> [EXERCISE GOAL]:
Look through the records below for the line with "man's dark hair". Return that line and each one after it up to and including the line with "in dark jacket", exactly.

> [GIVEN INFORMATION]:
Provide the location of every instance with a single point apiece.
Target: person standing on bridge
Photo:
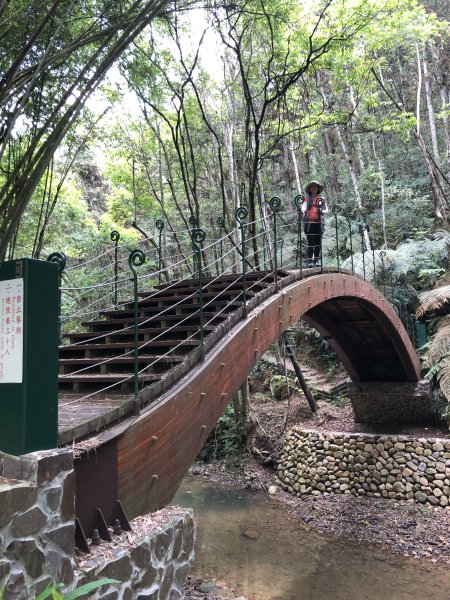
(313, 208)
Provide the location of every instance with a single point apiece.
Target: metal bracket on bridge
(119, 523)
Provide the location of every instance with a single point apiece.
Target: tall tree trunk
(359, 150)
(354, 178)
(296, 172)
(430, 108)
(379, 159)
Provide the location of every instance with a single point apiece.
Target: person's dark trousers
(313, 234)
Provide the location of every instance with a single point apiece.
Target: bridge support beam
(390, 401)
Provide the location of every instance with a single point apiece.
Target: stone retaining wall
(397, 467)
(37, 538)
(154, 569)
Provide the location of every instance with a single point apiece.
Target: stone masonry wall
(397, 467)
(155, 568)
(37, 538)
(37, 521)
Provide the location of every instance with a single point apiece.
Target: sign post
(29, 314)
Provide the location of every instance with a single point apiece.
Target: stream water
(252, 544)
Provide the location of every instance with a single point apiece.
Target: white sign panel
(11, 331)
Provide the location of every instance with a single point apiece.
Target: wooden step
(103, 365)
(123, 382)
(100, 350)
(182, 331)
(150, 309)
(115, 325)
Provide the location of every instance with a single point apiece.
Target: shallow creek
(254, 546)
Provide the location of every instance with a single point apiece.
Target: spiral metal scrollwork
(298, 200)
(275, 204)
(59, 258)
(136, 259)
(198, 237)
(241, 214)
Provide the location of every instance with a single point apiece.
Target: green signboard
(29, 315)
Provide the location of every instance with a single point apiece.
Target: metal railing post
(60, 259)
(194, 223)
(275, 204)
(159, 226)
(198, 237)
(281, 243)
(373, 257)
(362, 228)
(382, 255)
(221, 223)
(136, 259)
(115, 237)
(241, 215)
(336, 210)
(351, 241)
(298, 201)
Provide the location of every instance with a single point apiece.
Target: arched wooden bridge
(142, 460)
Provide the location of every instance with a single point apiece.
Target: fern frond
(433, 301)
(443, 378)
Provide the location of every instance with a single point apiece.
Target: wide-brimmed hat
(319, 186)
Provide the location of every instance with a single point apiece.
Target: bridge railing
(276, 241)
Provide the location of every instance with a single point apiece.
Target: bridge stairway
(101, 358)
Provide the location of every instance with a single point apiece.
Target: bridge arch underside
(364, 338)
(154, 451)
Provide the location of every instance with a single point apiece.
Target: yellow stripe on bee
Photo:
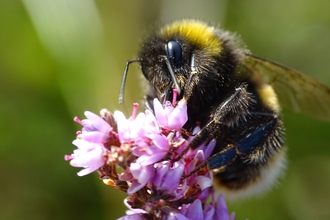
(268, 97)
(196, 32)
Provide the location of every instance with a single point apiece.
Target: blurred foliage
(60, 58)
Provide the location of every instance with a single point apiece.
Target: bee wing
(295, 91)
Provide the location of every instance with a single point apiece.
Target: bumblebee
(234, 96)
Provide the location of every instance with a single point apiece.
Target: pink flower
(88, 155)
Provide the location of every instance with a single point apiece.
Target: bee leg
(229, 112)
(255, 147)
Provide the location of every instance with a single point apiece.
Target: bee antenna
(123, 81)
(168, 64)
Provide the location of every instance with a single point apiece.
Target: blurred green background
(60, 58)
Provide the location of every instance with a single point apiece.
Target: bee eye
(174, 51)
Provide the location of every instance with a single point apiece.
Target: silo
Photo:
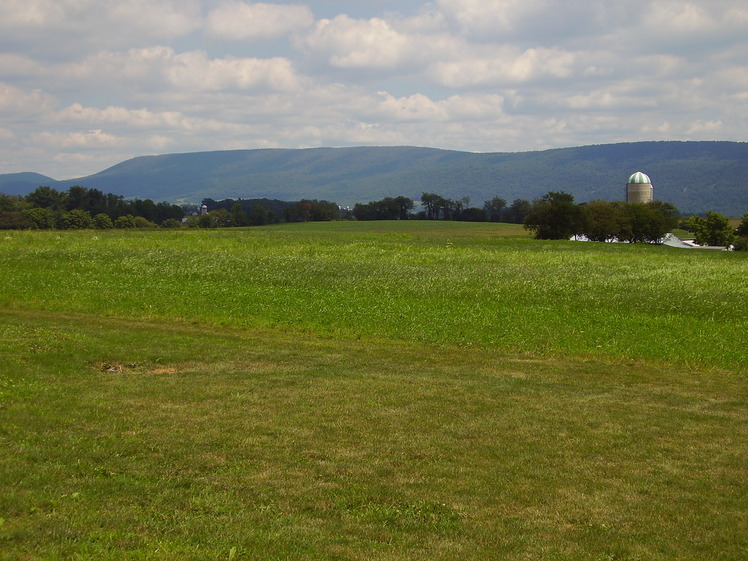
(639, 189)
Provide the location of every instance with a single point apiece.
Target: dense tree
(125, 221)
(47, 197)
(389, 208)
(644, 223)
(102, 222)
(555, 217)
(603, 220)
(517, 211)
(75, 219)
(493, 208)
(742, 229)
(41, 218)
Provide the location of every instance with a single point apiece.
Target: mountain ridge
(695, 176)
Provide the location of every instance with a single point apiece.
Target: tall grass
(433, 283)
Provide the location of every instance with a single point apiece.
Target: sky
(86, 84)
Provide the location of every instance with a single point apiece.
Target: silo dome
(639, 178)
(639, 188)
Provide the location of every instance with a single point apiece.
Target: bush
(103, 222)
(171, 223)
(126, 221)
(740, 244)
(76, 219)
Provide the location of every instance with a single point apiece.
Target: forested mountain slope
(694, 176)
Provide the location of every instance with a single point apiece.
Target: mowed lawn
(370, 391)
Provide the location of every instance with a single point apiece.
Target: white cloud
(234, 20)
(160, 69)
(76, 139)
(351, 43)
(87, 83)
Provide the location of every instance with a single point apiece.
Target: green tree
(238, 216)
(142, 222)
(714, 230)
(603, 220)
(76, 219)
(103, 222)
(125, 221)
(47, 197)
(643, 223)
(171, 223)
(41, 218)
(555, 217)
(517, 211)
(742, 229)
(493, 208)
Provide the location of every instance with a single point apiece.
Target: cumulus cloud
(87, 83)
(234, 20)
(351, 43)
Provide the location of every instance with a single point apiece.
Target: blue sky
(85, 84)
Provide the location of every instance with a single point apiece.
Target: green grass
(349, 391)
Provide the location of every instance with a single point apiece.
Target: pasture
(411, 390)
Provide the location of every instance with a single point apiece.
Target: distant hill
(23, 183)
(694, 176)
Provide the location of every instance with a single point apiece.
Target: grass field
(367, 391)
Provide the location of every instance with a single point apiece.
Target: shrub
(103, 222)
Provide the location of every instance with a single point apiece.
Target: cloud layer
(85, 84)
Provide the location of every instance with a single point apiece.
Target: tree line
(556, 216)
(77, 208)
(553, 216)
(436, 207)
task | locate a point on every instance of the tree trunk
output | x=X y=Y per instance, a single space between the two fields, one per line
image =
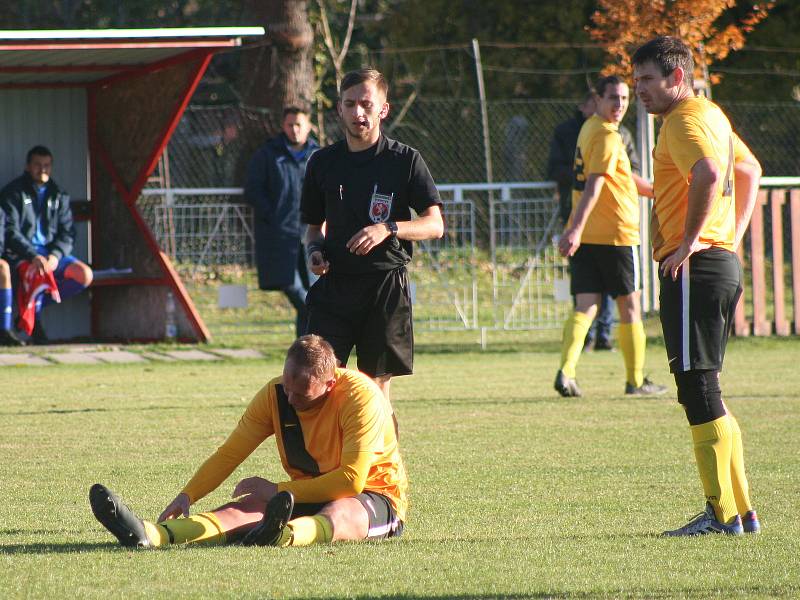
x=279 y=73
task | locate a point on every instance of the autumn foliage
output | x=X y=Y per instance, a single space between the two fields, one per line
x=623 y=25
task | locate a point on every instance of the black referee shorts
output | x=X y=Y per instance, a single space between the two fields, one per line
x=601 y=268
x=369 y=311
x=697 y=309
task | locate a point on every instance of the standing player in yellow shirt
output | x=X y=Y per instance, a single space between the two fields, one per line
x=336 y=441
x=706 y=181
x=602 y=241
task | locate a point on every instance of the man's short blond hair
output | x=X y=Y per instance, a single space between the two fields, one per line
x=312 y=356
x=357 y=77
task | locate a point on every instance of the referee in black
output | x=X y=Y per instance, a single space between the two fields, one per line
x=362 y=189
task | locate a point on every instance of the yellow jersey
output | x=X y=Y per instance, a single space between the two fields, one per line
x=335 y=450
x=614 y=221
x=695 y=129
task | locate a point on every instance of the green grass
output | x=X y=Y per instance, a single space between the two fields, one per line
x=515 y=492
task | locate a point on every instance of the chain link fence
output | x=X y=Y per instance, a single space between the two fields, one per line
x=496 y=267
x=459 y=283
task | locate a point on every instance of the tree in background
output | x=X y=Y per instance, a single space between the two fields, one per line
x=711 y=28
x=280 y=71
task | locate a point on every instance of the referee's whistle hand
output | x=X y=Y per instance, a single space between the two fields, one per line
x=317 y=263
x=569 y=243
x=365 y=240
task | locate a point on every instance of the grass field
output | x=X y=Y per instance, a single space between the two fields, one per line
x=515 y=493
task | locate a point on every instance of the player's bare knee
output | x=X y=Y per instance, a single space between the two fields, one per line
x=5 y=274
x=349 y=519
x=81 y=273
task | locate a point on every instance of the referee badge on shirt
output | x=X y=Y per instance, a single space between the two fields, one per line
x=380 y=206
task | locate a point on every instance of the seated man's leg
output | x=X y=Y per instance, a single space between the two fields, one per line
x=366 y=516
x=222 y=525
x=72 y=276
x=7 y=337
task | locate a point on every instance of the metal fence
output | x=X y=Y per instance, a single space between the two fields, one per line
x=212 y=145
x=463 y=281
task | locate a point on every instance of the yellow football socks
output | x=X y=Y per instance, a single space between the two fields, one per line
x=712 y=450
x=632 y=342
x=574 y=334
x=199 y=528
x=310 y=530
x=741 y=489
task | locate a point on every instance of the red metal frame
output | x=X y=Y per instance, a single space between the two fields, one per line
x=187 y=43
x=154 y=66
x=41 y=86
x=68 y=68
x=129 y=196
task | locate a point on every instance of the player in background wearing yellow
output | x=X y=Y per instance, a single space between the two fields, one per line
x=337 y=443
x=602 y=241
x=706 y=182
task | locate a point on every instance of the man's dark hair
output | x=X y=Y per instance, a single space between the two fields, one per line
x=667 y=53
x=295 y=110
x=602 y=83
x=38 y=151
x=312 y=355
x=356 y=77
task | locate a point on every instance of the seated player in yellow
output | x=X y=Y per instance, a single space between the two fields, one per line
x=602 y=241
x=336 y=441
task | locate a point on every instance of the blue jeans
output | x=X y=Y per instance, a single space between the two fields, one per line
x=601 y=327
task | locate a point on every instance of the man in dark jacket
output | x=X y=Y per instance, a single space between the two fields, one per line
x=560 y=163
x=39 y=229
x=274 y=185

> [RESPONSE]:
task | locate a point on every instance of the man's dark hair
output | x=X y=Y per instance, a single space between the two fields, one per line
x=667 y=53
x=295 y=110
x=602 y=83
x=38 y=151
x=312 y=355
x=356 y=77
task | locate a point on every instance of the seated player in yellow
output | x=X y=Y per instance, a single space between the two fields, one per line
x=602 y=241
x=336 y=441
task | locate a point on every instance of the blue jeans
output | x=X y=Y per instance, a single space between the two fields, one per line
x=601 y=327
task | locate a point on every instance of the man in dark jacket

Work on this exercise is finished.